[[ Input, beginning ]]
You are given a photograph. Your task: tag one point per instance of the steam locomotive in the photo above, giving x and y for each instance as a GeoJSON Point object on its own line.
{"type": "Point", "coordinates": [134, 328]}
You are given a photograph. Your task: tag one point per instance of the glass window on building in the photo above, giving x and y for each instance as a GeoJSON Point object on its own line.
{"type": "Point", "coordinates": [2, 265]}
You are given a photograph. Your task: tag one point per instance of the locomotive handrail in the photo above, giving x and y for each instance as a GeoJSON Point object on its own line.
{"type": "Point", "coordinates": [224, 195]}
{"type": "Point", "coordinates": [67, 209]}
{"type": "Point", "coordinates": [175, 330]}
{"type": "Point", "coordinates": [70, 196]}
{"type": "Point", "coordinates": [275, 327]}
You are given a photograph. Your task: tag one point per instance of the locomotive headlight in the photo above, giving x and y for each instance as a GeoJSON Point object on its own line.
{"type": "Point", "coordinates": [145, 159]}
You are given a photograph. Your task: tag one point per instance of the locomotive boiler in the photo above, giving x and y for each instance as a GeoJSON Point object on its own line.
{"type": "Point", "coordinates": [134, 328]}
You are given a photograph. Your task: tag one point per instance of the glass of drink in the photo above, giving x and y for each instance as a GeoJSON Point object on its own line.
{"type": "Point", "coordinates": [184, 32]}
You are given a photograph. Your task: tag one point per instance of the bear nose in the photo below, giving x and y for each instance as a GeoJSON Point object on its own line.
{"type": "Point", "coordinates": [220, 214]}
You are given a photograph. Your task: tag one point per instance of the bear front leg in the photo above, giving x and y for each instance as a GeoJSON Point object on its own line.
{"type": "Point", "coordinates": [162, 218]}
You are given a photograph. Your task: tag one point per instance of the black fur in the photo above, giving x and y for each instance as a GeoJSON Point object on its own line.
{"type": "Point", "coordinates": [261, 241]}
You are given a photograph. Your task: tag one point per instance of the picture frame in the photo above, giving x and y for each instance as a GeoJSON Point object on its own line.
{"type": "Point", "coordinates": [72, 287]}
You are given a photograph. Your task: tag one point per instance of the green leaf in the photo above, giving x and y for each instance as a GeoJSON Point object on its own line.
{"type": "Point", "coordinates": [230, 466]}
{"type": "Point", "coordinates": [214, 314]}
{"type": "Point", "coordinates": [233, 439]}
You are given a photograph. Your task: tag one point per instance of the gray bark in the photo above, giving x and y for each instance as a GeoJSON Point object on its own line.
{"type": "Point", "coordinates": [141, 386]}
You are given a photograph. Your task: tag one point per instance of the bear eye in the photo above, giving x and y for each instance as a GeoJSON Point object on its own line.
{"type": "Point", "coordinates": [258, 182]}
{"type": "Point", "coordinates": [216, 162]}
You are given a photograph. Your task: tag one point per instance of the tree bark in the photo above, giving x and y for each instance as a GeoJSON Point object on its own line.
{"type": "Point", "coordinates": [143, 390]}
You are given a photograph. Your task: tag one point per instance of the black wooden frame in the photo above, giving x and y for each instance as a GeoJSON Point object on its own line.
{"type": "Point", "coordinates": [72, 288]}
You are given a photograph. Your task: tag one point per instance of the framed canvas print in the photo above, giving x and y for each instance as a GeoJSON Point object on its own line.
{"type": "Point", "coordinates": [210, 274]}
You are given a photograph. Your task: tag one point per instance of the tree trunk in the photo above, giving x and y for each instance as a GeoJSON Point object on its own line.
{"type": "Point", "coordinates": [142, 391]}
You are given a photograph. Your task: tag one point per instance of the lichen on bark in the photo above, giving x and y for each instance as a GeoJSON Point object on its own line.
[[ Input, end ]]
Work instructions:
After reading through the records, retype all of them exactly.

Response box:
You are given a photograph. Your task: tag one point per instance of the steam locomotive in the photo above, giving x and y for each instance as a GeoJSON Point object on its own line.
{"type": "Point", "coordinates": [134, 328]}
You are given a photograph. Your task: tag one point per instance of the glass window on building in the photo above, giving x and y for each instance as a GeoJSON Point object on its own line.
{"type": "Point", "coordinates": [2, 265]}
You are given a photograph. Your task: tag one point per instance of the locomotive handrail in the photo above, giving x and y for each instance as a GeoJSON Point object on its own line.
{"type": "Point", "coordinates": [224, 195]}
{"type": "Point", "coordinates": [67, 209]}
{"type": "Point", "coordinates": [175, 330]}
{"type": "Point", "coordinates": [70, 196]}
{"type": "Point", "coordinates": [275, 327]}
You are given a photograph. Your task: tag one point per instance of the locomotive headlight in the photo above, giving x and y for each instance as a GeoJSON Point object on its own line.
{"type": "Point", "coordinates": [145, 159]}
You are given a photograph. Your task: tag one point per instance of the locomotive boiler in the photo above, giving x and y for each instance as a GeoJSON Point object on its own line.
{"type": "Point", "coordinates": [134, 328]}
You are given a photograph. Your task: tag one point per instance of the glass of drink in the photo above, giving x and y for each instance as a GeoJSON Point object on its own line.
{"type": "Point", "coordinates": [184, 32]}
You are given a photograph. Your task: tag one point per instance of the bear nose in the photo below, giving x and y for each instance as a GeoJSON Point object on its own line.
{"type": "Point", "coordinates": [220, 214]}
You are given a photograph. Your task: tag one point per instance of the bear front leg in the photo above, giving x and y for each instance as a GeoJSON Point object on its own line.
{"type": "Point", "coordinates": [162, 218]}
You are given a photograph. Your task: tag one point per instance of the black fur in the photo above, giving x and y for each instance as a GeoJSON Point object on its own line.
{"type": "Point", "coordinates": [261, 241]}
You are given a photograph. Your task: tag one point per instance of the picture frame in the photo above, giving x and y for each instance as a GeoJSON Point object on its own line.
{"type": "Point", "coordinates": [72, 287]}
You are given a photograph. Your task: tag one point per instance of the green leaf in the photo above, giving x and y for each instance as a GeoJSON Point object on its own line.
{"type": "Point", "coordinates": [230, 466]}
{"type": "Point", "coordinates": [214, 314]}
{"type": "Point", "coordinates": [233, 439]}
You are given a photograph. Your task: tag one point per instance of the gray bark in the photo above, giving x and y for each instance as a GeoJSON Point object on its own line.
{"type": "Point", "coordinates": [141, 386]}
You are given a photograph. Your task: tag one point per instance of the bear eye in the photo above, giving x and y for each instance as a GeoJSON Point object on its own line.
{"type": "Point", "coordinates": [258, 182]}
{"type": "Point", "coordinates": [216, 162]}
You are given a photograph. Your task: tag one point per instance of the tree bark in the photo above, giving x and y for each instance as a GeoJSON Point object on its own line.
{"type": "Point", "coordinates": [143, 390]}
You are given a photograph. Your task: tag one point per instance of the black wooden frame in the photo above, giving x and y for each instance as a GeoJSON Point object on its own line.
{"type": "Point", "coordinates": [72, 288]}
You are given a photograph. Your task: tag one point per instance of the framed canvas print in the photo above, giving x and y for each instance as a GeoJSON Point object on its own line.
{"type": "Point", "coordinates": [210, 274]}
You are given a photograph. Your task: tag one point per instance of the tree trunk in the photo above, giving x and y for each instance as a GeoJSON Point object on its own line.
{"type": "Point", "coordinates": [142, 391]}
You are given a photograph. Your task: tag one point per instance of the lichen on bark in the photo above, giving x and y for each instance as a GeoJSON Point object on its own line.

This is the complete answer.